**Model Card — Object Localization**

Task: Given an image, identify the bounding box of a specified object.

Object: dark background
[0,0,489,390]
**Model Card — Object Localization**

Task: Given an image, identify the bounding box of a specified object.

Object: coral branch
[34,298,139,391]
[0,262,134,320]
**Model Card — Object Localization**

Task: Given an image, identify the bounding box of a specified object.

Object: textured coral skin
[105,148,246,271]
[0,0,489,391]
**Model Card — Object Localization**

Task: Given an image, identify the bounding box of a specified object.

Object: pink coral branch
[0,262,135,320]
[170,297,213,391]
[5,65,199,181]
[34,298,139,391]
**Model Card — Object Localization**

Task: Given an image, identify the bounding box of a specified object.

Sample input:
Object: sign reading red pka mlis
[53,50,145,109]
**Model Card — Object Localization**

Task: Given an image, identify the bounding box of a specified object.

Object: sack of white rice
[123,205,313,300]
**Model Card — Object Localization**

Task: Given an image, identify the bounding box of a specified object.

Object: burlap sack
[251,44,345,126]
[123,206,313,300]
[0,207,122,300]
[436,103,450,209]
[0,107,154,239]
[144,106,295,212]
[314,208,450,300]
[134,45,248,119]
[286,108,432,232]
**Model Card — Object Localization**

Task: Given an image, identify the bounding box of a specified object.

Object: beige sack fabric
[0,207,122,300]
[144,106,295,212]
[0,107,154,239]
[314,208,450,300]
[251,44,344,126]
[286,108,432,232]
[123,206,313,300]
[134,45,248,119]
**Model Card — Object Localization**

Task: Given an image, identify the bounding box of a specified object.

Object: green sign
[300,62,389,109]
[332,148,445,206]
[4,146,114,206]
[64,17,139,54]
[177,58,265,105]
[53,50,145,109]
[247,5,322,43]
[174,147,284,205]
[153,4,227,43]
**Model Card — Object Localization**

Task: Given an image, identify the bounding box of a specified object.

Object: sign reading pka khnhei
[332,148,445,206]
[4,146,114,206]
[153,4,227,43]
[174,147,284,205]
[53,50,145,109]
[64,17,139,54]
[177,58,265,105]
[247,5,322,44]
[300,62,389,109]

* * *

### To be done:
List every line in the listing above that contains the string "branch". The match is case-sensitive.

### Solved problem:
Object: coral branch
Object: pink coral branch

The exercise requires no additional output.